[Saved entries]
>>>

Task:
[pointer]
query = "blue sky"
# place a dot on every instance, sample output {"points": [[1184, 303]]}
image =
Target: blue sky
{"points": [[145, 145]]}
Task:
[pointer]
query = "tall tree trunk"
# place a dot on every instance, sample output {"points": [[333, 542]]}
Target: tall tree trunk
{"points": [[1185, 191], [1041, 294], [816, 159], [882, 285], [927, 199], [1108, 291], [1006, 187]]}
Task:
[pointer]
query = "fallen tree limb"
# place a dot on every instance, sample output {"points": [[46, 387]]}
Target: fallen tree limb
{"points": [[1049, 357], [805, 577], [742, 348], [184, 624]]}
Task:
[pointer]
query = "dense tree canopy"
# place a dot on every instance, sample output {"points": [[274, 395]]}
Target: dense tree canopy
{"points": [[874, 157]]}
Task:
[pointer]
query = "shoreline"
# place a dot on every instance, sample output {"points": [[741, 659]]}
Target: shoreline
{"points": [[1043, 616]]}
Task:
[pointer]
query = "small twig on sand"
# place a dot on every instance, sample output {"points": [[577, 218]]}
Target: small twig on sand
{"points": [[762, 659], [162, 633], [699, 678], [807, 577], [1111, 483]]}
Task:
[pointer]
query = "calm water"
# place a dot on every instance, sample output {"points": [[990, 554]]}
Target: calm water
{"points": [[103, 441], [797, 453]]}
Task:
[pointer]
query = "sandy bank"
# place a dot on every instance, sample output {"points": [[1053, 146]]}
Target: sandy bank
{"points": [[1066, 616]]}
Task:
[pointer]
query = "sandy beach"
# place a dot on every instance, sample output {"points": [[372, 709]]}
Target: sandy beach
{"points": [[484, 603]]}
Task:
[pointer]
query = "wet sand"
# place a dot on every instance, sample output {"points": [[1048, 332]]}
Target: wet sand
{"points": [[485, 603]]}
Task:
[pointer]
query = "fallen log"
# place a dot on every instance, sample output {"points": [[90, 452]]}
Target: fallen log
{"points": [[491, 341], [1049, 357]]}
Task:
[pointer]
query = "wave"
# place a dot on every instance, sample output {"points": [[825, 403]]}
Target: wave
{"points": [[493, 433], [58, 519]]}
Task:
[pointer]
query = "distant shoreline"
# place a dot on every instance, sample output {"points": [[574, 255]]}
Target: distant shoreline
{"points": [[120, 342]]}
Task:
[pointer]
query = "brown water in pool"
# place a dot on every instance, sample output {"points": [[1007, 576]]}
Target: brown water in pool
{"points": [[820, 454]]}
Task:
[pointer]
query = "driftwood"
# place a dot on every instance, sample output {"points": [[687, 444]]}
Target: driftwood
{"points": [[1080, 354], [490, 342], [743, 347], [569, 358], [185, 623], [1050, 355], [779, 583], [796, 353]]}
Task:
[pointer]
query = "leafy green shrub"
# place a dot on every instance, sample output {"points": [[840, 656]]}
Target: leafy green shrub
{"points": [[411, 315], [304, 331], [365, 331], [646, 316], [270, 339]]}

<<<

*Objective*.
Using the data above, return each line exactly as written.

*Response below*.
Task:
[pointer]
query = "blue sky"
# place a dot on every instance, sample output {"points": [[1184, 303]]}
image =
Target: blue sky
{"points": [[145, 145]]}
Task:
[pointer]
query = "tall tree trunk"
# place a dot on every instance, sample output {"points": [[333, 542]]}
Target: tall tree trunk
{"points": [[1185, 191], [1041, 294], [816, 159], [882, 285], [927, 199], [1108, 291], [1006, 187]]}
Task:
[pointer]
query = "fallen tree limb"
# place a dot on every instance, sample output {"points": [[46, 387]]}
Target: fallen tree limb
{"points": [[1049, 357], [805, 577], [742, 348], [184, 624]]}
Task:
[pointer]
query = "dense tree canopy"
# place a dot on every instance, sample output {"points": [[274, 395]]}
Target: dense tree canopy
{"points": [[874, 157]]}
Task:
[pointer]
query = "shoreline"
# place a dot on every instance, sample output {"points": [[741, 659]]}
Target: shoreline
{"points": [[1043, 616]]}
Task:
[pointer]
query = "small twig on sand"
# place a dot on every instance, sample output {"points": [[577, 218]]}
Target: small twig on sand
{"points": [[762, 659], [162, 633], [699, 678], [807, 577], [1111, 483]]}
Task:
[pointer]
query = "calm water"
# place a dot on every instance, sample output {"points": [[990, 554]]}
Target: calm water
{"points": [[103, 441], [797, 453]]}
Task:
[pointer]
query = "sandy bank"
# place a dot on every instance, sample output {"points": [[1053, 146]]}
Target: sandy bank
{"points": [[1066, 616]]}
Task:
[pointer]
query = "sandy beach"
# place a dot on every instance, sample output {"points": [[372, 709]]}
Target: sandy beach
{"points": [[484, 603]]}
Task:
[pointer]
query = "wet sand"
# place a dot on every instance, sample output {"points": [[1048, 332]]}
Target: wet sand
{"points": [[485, 603]]}
Task:
[pointer]
query = "fallen log"
# place a dot on every instance, sample output {"points": [[90, 452]]}
Target: fallen log
{"points": [[491, 341], [1049, 357]]}
Task:
[pointer]
query = "wave"
# place a dot on every instance, sample output {"points": [[825, 403]]}
Target: wave
{"points": [[493, 433], [58, 519]]}
Task:
[pointer]
query = "distant shoreline"
# place a dot on every instance, sample output {"points": [[574, 255]]}
Target: distant shoreline
{"points": [[120, 342]]}
Task:
[pointer]
query = "brown water in pool"
# place a dot on every instance, sample output {"points": [[1007, 576]]}
Target: brown water in pool
{"points": [[820, 454]]}
Task:
[pointer]
query = "driftwood"
# place a dot on every instance, sample output {"points": [[687, 444]]}
Target: driftwood
{"points": [[1080, 354], [490, 342], [743, 347], [569, 358], [185, 623], [1050, 355], [779, 583], [796, 353]]}
Task:
[pointer]
query = "leafy green shrub"
# place a dot on every instance, sample output {"points": [[840, 656]]}
Target: leafy green shrub
{"points": [[411, 315], [304, 331], [365, 331], [646, 316], [270, 339]]}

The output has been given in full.